BEGIN Data to use

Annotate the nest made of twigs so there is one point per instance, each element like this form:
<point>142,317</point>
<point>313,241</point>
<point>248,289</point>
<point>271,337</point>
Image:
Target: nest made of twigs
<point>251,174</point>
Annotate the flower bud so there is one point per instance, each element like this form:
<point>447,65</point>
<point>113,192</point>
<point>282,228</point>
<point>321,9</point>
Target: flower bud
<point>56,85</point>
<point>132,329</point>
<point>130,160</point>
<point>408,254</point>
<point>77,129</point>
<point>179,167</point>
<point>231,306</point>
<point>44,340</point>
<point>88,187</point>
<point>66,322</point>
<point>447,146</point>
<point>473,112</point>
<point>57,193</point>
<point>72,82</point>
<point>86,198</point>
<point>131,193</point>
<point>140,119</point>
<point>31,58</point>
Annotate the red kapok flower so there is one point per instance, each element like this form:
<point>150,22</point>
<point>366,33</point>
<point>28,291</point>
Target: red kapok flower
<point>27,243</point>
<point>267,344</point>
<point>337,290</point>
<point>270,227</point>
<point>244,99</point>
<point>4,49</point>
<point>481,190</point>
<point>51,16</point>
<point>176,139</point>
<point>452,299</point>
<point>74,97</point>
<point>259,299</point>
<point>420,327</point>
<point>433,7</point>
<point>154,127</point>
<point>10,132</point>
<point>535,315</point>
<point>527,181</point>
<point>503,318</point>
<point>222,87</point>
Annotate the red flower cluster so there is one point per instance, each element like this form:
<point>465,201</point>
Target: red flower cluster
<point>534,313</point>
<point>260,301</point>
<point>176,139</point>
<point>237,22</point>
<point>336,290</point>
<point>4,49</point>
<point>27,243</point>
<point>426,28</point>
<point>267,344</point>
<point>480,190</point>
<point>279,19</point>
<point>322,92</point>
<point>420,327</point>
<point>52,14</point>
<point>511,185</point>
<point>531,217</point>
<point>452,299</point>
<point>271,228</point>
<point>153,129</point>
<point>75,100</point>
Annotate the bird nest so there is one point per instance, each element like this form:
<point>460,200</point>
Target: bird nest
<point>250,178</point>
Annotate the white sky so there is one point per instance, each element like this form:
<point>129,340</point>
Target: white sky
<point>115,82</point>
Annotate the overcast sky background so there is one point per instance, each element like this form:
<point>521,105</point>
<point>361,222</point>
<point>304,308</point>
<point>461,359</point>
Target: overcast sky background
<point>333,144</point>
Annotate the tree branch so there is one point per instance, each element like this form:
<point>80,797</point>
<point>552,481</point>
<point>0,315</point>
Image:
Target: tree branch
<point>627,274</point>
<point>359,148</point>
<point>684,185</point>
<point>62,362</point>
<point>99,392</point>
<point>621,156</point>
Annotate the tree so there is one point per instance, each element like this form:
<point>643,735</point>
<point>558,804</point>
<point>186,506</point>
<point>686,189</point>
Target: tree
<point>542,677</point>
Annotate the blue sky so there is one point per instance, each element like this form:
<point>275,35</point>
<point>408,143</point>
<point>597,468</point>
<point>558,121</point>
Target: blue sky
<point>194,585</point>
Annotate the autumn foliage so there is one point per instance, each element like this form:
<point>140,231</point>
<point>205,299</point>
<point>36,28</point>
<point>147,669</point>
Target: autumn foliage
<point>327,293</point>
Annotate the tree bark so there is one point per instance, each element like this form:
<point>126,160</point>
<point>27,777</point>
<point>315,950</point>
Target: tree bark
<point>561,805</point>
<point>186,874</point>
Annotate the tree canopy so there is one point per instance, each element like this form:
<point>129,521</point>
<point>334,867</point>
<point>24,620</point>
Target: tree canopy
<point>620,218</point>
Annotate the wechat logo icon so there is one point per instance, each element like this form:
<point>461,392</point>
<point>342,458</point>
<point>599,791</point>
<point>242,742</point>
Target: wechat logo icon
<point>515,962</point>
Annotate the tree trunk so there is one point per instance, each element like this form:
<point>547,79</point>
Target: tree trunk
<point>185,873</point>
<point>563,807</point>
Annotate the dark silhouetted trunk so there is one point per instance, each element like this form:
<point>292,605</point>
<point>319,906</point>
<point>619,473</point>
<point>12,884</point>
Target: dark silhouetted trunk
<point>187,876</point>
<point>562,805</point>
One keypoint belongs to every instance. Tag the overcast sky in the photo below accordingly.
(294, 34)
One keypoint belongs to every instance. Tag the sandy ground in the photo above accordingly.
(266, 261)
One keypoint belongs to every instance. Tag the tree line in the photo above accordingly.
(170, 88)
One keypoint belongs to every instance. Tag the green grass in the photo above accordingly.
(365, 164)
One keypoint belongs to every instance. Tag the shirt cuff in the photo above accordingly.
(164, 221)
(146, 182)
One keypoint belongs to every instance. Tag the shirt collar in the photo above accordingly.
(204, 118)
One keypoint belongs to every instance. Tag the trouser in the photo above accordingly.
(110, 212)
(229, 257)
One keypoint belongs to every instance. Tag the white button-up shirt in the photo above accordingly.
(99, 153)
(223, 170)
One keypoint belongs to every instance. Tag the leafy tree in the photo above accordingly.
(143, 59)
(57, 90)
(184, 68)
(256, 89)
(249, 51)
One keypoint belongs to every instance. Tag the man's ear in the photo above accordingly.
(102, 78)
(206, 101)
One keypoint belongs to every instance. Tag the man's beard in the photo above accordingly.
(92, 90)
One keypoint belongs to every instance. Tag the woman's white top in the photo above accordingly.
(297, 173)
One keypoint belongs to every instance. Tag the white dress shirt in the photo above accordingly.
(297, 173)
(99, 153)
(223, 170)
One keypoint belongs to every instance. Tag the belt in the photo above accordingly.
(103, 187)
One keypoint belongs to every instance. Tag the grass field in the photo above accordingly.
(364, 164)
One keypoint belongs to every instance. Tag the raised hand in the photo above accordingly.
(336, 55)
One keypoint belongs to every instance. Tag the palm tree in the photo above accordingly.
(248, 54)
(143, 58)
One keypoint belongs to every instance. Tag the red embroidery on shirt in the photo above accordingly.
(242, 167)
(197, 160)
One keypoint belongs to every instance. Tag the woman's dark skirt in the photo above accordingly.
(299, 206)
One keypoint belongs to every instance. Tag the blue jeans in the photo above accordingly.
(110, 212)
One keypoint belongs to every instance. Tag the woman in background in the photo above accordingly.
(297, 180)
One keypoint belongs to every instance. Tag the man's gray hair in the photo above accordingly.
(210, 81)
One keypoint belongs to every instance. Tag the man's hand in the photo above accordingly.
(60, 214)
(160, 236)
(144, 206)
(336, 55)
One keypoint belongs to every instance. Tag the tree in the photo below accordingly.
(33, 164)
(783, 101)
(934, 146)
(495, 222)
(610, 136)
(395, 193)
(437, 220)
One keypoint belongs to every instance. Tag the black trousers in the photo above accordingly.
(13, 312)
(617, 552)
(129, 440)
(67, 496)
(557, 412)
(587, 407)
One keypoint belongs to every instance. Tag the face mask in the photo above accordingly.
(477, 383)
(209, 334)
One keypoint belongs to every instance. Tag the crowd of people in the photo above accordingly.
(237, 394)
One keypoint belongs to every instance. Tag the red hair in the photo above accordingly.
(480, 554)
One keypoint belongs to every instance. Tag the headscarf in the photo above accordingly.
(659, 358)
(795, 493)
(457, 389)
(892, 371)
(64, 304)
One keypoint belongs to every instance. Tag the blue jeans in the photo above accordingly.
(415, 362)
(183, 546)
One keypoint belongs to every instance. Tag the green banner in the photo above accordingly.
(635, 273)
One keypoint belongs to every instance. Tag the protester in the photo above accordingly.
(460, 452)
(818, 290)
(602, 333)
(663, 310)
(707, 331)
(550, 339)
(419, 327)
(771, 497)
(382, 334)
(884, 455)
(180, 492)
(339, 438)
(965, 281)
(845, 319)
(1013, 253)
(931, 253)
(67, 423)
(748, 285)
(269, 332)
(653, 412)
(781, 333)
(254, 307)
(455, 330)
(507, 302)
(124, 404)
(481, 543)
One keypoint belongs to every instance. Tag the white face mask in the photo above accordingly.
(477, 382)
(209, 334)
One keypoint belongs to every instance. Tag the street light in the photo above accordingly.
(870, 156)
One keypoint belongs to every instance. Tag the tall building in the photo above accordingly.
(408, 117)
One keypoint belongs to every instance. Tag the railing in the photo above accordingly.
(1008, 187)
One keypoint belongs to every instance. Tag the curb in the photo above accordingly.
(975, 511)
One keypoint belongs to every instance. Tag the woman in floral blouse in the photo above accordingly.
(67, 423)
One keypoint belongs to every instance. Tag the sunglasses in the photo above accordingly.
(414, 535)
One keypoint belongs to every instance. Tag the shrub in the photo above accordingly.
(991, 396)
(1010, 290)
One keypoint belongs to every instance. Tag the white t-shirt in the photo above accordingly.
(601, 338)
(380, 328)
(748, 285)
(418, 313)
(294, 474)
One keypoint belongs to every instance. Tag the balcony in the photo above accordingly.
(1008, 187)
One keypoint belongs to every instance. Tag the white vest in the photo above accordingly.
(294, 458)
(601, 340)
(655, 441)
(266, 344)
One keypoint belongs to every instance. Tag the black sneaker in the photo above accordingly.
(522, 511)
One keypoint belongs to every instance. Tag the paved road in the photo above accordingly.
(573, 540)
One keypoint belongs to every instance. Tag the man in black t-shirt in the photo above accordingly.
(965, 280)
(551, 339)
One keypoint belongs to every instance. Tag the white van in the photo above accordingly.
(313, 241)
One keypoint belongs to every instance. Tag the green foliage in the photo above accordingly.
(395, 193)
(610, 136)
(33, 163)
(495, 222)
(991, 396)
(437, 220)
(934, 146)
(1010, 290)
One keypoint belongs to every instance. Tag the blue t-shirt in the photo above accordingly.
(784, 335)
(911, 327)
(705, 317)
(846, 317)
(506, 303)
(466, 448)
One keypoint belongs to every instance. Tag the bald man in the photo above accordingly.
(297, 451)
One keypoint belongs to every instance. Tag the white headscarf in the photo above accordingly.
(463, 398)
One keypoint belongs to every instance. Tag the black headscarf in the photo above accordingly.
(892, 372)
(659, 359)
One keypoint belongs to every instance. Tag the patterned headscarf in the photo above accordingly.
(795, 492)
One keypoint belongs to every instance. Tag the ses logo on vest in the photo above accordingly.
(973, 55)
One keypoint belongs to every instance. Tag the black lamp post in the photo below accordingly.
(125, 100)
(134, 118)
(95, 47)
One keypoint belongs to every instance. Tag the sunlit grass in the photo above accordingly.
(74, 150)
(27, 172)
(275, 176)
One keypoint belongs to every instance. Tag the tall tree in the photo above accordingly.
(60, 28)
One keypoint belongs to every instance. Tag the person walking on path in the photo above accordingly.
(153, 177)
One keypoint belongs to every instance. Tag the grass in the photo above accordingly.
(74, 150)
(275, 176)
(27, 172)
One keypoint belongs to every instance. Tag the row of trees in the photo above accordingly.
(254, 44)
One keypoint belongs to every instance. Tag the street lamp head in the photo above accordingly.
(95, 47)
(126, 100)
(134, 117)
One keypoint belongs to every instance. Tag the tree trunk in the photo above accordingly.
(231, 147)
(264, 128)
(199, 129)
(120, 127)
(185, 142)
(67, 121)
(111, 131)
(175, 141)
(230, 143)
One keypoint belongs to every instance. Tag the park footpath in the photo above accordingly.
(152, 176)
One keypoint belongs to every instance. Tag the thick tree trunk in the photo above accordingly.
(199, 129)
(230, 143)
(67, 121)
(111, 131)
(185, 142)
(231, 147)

END Data to use

What is expected
Copy out, word for word, the part of the entries above that begins at the line with "Target: nest made of twigs" and ends at the line with "<point>321,9</point>", including both.

Answer space
Target: nest made of twigs
<point>251,174</point>
Annotate the flower bud so there is one point per instance, each element like this form:
<point>447,65</point>
<point>113,192</point>
<point>282,228</point>
<point>321,9</point>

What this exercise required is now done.